= Consigne =
Affichez chaque ligne des données qui contient la chaîne « head », en respectant la casse.

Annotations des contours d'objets
/---
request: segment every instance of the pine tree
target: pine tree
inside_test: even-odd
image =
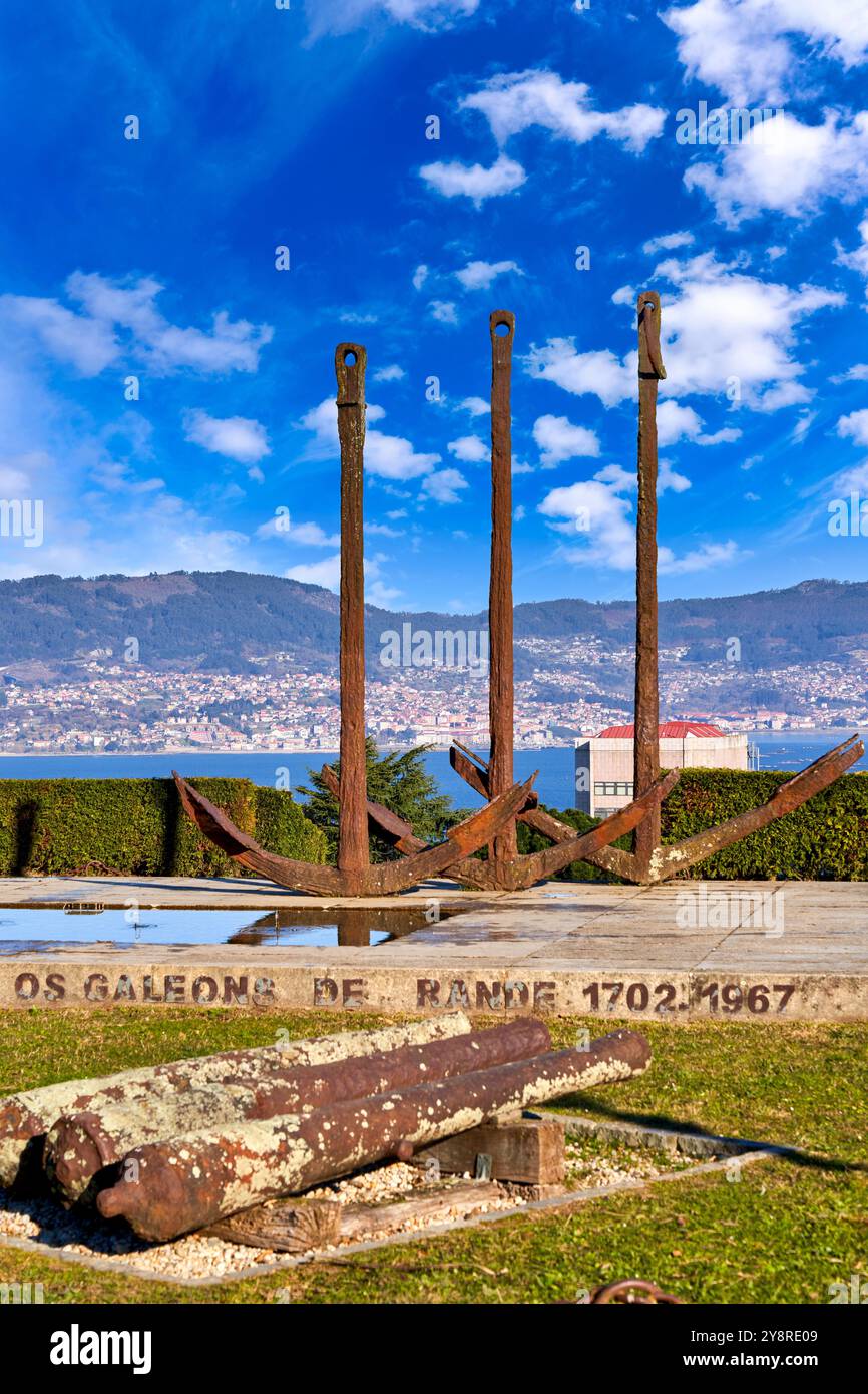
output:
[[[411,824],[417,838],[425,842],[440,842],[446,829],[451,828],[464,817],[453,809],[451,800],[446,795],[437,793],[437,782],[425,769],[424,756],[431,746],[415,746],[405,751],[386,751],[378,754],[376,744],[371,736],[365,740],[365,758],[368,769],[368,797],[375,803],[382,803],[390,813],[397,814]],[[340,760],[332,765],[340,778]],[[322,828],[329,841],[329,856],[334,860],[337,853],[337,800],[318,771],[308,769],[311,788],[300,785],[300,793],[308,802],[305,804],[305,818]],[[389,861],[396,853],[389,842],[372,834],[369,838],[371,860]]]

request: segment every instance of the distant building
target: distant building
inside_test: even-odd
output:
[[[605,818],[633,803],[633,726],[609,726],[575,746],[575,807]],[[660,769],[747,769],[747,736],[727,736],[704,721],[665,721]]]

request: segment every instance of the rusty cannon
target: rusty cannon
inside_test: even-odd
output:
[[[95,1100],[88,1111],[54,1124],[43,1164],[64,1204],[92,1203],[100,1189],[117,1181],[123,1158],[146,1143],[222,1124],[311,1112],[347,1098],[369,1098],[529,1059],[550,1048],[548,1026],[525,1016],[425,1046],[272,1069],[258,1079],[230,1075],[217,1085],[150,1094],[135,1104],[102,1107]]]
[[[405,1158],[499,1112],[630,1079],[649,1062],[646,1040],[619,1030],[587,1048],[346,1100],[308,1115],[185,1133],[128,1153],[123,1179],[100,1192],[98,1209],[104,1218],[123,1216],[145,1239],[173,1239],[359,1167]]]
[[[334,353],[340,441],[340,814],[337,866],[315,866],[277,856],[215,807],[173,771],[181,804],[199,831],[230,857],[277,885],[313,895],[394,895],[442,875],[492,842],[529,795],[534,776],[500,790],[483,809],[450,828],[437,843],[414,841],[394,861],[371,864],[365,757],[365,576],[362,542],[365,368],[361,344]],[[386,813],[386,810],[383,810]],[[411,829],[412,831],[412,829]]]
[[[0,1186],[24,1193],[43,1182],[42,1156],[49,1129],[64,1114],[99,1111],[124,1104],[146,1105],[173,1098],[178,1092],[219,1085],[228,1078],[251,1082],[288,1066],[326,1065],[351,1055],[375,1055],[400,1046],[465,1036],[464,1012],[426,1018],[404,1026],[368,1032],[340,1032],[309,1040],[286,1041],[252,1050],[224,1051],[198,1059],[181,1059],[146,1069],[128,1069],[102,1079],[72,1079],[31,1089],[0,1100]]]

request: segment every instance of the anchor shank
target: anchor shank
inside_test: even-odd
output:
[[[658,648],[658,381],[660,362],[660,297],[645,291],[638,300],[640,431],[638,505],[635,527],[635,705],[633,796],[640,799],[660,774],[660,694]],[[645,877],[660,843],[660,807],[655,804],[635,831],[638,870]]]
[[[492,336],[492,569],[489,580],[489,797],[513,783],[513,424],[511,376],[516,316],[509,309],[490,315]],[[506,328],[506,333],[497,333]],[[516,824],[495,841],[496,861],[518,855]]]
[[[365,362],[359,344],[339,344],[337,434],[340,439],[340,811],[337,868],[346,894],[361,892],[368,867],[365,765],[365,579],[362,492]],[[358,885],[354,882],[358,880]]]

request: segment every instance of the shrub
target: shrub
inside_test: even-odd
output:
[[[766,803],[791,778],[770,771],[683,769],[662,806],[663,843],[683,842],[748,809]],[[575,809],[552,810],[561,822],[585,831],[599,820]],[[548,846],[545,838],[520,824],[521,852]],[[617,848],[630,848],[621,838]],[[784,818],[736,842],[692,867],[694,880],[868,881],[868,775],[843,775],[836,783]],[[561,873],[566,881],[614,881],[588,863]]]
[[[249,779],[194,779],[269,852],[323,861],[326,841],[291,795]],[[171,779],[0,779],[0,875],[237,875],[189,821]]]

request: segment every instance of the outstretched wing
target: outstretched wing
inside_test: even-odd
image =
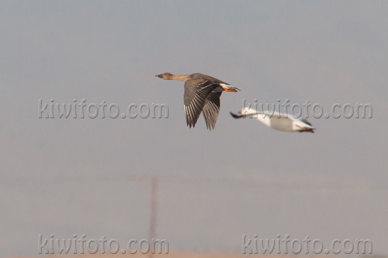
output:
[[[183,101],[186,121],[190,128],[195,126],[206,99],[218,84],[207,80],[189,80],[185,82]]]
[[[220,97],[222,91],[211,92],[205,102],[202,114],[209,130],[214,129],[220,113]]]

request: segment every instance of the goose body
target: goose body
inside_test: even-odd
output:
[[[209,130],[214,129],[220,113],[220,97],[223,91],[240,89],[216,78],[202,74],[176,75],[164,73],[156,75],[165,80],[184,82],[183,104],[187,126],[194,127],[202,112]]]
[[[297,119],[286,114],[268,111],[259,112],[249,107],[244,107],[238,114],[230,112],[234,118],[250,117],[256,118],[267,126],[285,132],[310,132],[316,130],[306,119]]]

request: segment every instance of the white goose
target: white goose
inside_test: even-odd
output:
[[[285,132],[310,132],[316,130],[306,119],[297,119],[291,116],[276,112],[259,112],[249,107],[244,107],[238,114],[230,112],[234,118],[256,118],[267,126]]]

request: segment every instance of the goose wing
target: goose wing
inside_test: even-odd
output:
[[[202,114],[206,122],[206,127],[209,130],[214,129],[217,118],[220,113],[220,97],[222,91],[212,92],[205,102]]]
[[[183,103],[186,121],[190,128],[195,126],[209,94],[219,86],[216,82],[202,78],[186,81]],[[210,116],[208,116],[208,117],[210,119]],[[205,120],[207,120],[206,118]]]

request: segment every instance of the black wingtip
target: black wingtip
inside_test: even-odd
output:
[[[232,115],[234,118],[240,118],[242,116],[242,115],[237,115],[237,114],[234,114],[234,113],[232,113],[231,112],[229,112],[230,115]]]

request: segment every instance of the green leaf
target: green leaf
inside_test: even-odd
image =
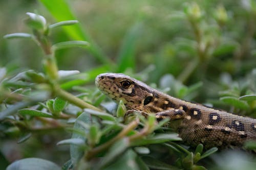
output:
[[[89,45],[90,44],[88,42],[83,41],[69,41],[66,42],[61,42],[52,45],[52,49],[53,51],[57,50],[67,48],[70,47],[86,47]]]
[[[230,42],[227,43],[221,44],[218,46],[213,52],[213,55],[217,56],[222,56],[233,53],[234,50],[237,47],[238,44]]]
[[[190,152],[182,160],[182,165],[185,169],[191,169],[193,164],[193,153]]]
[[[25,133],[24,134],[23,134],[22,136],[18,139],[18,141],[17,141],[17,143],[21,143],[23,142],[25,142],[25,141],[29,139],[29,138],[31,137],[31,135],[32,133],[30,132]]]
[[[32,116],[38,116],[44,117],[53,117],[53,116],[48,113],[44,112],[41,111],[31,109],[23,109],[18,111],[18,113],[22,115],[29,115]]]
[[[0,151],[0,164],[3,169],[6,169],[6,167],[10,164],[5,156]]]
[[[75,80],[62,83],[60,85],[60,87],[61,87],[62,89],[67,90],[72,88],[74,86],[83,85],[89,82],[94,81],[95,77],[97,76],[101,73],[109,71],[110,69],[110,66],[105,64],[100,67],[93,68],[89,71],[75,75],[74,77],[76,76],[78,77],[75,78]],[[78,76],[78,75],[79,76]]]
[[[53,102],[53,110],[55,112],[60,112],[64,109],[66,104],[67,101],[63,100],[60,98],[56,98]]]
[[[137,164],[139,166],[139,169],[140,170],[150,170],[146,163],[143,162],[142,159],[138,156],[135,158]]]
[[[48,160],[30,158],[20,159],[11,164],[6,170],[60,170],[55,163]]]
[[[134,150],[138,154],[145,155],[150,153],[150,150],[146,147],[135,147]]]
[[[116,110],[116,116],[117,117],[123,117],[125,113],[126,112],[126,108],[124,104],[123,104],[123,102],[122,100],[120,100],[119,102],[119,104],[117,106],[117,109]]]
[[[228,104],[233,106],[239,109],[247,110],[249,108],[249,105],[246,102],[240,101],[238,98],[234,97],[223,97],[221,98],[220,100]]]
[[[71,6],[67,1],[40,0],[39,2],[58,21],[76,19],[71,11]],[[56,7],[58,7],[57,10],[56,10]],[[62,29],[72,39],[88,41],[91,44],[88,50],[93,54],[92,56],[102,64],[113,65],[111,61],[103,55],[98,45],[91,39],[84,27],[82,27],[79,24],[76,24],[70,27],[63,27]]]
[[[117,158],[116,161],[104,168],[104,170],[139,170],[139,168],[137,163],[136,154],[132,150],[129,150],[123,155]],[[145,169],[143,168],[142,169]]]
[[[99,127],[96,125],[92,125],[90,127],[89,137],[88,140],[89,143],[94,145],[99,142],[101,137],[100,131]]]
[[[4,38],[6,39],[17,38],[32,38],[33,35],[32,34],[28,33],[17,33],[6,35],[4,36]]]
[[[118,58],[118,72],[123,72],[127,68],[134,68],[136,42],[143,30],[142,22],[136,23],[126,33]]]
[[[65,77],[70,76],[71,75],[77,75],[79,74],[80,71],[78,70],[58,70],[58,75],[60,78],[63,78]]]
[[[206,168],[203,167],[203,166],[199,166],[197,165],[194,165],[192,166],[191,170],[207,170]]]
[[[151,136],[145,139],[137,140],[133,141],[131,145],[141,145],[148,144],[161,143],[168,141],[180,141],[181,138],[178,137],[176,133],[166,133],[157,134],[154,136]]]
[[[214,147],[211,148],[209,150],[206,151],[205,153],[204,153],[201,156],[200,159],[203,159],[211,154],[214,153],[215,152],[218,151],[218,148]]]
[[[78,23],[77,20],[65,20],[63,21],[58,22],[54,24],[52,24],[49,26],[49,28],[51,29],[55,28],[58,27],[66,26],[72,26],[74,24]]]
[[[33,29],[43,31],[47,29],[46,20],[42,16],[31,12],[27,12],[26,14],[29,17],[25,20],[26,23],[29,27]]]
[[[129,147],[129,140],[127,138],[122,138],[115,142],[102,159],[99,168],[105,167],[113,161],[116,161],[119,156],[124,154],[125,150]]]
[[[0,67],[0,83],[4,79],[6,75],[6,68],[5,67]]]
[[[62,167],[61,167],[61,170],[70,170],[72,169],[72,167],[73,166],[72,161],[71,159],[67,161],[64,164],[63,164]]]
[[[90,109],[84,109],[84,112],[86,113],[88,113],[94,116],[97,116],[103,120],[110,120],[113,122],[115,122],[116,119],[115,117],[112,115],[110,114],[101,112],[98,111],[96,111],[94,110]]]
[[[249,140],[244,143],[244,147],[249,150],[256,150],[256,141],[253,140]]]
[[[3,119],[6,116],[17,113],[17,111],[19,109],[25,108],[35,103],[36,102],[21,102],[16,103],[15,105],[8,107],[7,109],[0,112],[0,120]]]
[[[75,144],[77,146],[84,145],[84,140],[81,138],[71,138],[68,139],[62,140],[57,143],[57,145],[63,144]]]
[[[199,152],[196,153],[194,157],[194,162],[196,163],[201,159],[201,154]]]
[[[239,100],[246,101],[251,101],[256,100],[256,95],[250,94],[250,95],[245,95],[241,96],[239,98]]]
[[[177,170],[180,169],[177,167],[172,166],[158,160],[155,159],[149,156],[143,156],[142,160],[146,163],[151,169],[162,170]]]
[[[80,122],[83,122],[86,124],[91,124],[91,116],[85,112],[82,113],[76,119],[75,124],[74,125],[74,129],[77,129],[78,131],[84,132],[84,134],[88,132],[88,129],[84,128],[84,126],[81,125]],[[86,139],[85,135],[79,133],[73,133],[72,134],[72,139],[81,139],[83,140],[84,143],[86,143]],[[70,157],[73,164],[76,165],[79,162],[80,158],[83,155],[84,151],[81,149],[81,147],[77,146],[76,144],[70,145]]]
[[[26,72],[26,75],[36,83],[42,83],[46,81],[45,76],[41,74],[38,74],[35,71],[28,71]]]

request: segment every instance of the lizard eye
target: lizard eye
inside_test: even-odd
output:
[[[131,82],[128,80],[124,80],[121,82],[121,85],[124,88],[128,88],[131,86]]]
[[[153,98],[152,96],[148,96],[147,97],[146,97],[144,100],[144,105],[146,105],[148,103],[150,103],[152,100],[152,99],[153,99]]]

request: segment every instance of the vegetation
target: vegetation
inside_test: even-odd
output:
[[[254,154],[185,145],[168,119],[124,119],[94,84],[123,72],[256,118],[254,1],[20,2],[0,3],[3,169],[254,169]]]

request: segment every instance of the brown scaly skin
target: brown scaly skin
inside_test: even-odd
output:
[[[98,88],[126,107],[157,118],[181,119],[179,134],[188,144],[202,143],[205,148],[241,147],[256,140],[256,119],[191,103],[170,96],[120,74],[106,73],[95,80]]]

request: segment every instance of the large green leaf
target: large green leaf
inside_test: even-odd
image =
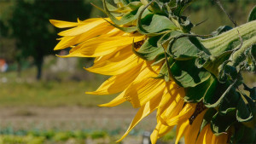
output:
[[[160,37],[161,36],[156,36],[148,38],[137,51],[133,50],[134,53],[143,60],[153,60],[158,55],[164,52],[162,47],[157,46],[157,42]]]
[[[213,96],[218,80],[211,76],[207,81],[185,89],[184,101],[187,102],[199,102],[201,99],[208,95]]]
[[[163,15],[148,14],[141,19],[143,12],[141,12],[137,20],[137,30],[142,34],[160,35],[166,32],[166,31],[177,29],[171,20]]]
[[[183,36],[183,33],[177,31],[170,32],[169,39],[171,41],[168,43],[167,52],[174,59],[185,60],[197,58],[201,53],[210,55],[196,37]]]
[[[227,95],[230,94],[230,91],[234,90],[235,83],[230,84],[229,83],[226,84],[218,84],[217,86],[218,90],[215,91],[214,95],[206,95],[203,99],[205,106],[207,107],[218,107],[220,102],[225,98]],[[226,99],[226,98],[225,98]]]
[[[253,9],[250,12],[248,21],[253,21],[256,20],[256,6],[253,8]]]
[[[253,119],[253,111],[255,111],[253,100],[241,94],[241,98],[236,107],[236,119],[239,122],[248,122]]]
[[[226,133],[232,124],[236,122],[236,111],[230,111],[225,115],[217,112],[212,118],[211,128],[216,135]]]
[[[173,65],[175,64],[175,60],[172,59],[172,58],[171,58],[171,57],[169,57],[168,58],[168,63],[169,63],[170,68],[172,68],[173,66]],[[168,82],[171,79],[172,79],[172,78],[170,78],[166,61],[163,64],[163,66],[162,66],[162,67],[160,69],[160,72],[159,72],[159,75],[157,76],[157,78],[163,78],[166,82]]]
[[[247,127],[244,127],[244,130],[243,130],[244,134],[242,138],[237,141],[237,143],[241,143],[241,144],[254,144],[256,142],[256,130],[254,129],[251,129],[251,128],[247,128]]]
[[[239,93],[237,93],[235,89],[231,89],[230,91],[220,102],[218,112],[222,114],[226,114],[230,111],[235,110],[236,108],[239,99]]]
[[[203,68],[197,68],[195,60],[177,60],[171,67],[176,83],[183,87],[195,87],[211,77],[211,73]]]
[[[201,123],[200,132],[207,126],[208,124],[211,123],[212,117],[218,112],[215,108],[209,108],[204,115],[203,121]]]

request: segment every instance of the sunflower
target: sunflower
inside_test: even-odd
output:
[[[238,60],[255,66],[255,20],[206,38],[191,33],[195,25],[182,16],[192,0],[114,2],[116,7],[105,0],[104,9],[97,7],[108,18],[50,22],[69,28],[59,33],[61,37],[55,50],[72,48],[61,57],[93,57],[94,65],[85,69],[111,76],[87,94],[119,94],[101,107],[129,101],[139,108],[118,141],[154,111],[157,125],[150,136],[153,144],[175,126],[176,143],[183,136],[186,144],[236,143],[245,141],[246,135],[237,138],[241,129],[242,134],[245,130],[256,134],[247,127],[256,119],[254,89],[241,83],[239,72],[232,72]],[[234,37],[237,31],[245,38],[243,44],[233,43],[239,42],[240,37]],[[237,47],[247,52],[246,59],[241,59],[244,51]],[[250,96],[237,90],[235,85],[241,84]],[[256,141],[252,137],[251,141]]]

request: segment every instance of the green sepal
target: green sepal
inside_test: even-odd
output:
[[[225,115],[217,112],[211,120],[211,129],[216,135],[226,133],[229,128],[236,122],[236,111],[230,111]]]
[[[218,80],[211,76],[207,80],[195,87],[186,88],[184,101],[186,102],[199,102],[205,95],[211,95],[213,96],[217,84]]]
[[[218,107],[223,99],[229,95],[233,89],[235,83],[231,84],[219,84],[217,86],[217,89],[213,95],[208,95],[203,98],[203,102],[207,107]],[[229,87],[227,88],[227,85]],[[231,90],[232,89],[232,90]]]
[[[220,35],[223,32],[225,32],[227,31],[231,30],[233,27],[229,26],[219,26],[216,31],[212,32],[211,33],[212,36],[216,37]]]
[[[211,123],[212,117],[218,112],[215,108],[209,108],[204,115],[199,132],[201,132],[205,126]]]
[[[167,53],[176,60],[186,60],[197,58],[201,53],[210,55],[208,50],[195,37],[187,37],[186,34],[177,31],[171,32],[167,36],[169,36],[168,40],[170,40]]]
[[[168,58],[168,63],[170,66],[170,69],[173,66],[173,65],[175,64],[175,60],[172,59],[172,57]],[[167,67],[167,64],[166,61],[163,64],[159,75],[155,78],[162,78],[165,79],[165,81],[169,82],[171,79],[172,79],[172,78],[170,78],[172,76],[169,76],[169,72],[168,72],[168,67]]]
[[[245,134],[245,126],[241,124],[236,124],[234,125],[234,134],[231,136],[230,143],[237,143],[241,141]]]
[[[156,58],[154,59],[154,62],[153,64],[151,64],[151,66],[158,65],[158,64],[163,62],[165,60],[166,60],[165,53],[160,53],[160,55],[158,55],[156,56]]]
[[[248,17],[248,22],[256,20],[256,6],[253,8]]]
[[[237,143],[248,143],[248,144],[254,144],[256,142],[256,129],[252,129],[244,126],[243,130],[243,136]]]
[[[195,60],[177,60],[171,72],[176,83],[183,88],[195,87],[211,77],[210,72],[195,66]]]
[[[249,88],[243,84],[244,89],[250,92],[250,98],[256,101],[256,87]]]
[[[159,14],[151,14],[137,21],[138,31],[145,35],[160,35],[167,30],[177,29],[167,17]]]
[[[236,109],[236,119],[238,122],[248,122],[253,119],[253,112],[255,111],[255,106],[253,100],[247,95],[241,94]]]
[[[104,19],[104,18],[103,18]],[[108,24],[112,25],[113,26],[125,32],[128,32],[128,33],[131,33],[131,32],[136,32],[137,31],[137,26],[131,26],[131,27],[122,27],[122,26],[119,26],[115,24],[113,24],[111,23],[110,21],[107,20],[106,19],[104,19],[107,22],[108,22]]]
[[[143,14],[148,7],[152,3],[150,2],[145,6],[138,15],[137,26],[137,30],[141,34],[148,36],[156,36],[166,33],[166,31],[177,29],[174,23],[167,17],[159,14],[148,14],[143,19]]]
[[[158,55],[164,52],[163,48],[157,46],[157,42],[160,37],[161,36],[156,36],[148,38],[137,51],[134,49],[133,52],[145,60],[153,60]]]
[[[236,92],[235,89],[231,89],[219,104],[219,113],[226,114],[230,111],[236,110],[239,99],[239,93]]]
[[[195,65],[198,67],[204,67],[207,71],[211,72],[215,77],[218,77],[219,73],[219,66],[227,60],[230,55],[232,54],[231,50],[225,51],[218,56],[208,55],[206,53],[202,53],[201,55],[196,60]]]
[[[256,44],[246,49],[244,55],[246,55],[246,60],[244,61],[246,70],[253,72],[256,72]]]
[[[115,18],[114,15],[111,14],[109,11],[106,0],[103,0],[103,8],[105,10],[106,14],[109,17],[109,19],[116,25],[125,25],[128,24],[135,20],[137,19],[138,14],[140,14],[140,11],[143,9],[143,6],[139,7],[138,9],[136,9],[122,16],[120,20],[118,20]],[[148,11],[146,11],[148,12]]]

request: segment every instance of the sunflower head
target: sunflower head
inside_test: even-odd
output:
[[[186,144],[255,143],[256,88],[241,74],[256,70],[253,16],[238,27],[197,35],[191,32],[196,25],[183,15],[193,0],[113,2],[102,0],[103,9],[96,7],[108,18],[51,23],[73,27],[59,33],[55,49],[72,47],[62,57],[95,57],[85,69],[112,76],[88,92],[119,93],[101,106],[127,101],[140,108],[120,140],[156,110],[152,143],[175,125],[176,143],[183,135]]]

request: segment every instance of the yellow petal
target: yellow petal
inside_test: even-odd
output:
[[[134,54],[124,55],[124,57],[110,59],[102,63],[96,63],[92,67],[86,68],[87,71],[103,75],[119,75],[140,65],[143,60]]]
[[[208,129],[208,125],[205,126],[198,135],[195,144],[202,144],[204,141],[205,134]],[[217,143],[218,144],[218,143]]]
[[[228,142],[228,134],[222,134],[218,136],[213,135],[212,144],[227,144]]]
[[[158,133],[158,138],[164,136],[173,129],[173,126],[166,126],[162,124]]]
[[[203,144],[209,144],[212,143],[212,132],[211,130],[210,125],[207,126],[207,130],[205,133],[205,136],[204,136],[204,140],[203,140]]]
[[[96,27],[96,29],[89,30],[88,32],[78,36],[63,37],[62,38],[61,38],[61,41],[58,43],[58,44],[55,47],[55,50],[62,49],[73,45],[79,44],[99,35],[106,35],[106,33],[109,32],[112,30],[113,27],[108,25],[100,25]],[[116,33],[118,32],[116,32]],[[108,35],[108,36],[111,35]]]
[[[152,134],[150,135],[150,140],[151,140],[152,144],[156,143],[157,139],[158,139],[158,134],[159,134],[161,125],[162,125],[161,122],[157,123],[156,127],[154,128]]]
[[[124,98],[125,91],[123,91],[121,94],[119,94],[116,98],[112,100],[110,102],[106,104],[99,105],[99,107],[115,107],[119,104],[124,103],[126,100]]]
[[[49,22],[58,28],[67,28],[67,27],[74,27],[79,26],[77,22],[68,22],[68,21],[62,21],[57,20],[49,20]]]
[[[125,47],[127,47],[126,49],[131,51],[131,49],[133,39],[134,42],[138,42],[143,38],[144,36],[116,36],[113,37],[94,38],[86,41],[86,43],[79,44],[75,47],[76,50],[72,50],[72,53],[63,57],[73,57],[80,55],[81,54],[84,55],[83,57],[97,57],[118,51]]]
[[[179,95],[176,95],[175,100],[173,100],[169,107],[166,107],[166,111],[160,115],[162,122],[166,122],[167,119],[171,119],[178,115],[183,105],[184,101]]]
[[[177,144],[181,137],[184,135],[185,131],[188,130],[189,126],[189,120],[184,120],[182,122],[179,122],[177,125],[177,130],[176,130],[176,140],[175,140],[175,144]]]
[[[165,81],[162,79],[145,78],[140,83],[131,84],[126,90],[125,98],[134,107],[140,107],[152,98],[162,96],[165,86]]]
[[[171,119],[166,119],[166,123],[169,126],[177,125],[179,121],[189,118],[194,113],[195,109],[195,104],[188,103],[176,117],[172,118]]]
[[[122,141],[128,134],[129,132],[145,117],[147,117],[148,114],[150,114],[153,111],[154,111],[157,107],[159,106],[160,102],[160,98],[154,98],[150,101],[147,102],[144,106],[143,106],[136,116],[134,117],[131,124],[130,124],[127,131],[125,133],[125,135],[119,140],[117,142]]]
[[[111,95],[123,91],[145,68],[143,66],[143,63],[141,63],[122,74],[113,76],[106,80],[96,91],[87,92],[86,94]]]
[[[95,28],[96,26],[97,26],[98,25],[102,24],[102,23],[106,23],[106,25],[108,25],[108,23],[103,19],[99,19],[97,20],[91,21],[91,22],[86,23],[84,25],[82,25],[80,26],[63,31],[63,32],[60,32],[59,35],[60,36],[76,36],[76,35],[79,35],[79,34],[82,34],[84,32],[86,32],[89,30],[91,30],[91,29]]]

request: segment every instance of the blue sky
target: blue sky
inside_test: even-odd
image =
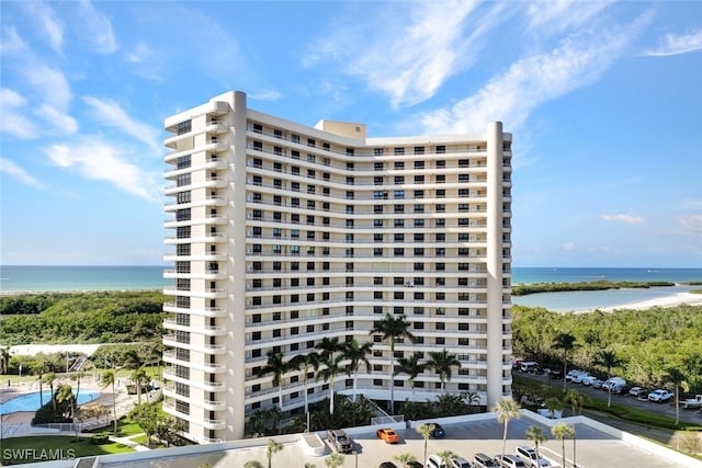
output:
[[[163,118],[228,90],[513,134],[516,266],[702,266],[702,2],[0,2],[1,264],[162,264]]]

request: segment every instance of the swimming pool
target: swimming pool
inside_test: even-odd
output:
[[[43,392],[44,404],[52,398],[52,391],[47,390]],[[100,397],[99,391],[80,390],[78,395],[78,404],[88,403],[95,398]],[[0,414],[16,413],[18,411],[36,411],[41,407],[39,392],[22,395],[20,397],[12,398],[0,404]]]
\---
= Tâche réalisée =
request: segment every instance of the sunflower head
target: sunflower head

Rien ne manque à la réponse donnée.